═════ Exercise data

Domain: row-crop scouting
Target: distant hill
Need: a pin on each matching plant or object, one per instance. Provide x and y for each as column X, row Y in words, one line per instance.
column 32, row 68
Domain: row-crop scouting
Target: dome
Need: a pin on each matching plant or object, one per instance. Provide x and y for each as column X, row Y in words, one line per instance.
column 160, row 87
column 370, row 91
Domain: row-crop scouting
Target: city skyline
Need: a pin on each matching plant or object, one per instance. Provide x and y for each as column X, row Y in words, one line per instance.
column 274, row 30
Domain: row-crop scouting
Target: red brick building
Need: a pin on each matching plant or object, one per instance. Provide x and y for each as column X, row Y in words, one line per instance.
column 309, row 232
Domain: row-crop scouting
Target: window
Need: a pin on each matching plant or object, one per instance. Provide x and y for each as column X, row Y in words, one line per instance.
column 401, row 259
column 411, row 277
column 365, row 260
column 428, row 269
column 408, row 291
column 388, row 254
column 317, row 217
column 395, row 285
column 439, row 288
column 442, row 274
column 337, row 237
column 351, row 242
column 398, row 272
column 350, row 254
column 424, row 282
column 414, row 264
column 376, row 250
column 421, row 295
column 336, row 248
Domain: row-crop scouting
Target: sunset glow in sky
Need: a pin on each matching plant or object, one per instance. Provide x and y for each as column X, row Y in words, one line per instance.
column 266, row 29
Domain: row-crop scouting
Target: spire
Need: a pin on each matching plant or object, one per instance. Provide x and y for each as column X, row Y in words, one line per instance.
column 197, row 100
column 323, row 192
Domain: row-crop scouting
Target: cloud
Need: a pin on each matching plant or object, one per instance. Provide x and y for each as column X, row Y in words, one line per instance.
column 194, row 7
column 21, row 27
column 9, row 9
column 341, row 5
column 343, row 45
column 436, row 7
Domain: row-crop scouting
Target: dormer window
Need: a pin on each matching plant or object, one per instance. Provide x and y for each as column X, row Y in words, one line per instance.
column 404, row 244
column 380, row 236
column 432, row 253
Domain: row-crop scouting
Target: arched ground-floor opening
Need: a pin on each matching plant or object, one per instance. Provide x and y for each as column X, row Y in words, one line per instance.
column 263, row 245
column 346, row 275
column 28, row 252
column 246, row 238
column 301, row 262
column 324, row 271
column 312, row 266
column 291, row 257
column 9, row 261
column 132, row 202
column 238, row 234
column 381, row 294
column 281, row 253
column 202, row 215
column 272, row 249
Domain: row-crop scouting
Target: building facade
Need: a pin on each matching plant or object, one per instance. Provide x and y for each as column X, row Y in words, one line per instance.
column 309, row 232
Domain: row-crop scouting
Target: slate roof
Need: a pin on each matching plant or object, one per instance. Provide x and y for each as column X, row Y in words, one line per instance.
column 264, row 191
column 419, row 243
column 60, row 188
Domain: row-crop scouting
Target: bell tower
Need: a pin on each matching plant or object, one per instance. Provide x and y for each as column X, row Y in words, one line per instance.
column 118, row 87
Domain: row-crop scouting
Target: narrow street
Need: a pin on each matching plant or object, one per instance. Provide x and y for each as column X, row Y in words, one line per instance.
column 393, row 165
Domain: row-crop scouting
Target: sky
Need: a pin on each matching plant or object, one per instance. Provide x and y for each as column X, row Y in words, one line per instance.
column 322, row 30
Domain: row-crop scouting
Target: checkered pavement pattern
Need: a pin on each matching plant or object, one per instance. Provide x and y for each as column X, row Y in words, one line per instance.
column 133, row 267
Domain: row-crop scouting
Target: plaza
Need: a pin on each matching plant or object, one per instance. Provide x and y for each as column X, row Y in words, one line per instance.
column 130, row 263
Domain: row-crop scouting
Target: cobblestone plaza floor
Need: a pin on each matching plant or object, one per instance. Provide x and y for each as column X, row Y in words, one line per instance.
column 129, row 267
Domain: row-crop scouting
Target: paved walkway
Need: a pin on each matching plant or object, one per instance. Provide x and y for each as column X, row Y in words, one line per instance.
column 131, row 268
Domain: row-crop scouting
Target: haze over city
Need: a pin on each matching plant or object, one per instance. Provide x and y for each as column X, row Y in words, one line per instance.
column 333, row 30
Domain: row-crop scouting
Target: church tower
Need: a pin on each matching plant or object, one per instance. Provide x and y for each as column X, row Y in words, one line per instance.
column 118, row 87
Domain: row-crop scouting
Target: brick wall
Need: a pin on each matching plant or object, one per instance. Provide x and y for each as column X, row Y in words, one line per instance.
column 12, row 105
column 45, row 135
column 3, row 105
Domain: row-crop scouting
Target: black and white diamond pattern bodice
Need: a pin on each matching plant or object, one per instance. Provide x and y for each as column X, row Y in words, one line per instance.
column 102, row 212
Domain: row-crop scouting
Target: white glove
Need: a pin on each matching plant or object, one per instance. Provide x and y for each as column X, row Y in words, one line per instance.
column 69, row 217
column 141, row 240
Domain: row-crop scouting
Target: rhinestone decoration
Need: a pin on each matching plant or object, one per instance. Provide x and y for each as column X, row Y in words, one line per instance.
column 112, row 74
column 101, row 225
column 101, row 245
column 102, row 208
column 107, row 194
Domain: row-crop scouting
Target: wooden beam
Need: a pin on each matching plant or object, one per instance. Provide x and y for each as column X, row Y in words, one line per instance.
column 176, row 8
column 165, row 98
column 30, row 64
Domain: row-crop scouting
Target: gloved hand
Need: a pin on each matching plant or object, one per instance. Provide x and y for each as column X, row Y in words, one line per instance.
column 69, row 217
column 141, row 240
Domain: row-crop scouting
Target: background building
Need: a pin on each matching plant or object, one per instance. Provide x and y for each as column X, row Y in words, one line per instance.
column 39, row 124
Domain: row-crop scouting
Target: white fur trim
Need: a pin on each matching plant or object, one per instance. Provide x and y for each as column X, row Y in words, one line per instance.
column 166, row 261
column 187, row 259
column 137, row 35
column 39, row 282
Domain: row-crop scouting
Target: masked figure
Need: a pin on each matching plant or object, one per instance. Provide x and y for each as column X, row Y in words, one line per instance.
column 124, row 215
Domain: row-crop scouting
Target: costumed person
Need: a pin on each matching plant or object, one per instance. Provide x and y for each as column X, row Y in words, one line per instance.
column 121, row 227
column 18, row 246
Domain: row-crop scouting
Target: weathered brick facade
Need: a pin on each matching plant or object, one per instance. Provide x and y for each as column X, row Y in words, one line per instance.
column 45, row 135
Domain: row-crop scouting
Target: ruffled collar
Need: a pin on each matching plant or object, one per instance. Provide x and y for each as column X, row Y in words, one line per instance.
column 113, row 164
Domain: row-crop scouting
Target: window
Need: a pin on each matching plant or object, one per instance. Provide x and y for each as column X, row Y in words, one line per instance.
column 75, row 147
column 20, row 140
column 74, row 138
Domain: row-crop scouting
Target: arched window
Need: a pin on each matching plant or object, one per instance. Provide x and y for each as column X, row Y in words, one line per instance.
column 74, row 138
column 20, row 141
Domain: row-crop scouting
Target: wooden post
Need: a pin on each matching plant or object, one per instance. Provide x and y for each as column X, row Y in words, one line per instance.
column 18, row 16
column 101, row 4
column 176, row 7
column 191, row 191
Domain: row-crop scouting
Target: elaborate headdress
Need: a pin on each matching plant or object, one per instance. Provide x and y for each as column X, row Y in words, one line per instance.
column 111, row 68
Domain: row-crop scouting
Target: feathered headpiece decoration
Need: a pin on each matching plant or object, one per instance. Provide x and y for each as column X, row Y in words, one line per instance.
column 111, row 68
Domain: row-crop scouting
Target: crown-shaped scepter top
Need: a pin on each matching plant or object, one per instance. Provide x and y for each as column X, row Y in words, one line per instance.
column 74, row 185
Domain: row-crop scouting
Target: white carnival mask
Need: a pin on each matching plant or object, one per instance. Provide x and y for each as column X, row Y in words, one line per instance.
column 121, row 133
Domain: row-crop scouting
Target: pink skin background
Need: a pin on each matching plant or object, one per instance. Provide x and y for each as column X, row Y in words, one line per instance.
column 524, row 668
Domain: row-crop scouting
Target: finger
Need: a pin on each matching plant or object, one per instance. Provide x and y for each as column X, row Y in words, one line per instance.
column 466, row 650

══════════

Instructions to follow: Update the rows from the first one through the line that contains "column 436, row 7", replacing "row-crop scouting" with "orchard scouting" and changing nothing else.

Result for this task:
Domain: orchard scouting
Target: distant hill
Need: a pin on each matching plant or object, one per instance. Provide x and y for each as column X, row Y in words, one line per instance.
column 32, row 68
Domain: orchard scouting
Target: dome
Need: a pin on each matching plant or object, one per instance. Provide x and y for each as column X, row Y in words, one line per instance.
column 160, row 87
column 370, row 91
Domain: orchard scouting
Target: city skyline
Need: a pin on each matching plant or object, one per instance. Provide x and y for each as column X, row Y in words, one line per instance.
column 274, row 30
Domain: orchard scouting
Target: red brick building
Need: a pin on each matching plant or object, one per instance. Provide x and y for each as column X, row Y in words, one line per instance.
column 309, row 232
Domain: orchard scouting
Target: window
Need: a pin on each matching plant or object, one per instance. Provide x and y for each as column X, row Y in words, one line per instance.
column 401, row 259
column 411, row 277
column 365, row 260
column 428, row 269
column 408, row 291
column 388, row 254
column 317, row 217
column 395, row 285
column 439, row 288
column 442, row 274
column 337, row 237
column 351, row 242
column 398, row 272
column 350, row 254
column 424, row 282
column 414, row 264
column 376, row 250
column 421, row 295
column 336, row 248
Domain: orchard scouting
Target: sunset glow in sky
Need: a pin on each matching plant or object, one per instance. Provide x and y for each as column X, row Y in words, one line per instance.
column 266, row 29
Domain: orchard scouting
Target: spire
Need: a pin on each matching plant or object, one per instance. Provide x and y for each as column X, row Y in words, one line per instance.
column 197, row 100
column 323, row 192
Domain: orchard scouting
Target: cloud
Need: a pin on each matching plant or object, one per instance. Provide x and y for each as column X, row Y in words, one line per instance.
column 194, row 7
column 21, row 27
column 9, row 9
column 341, row 5
column 343, row 45
column 436, row 7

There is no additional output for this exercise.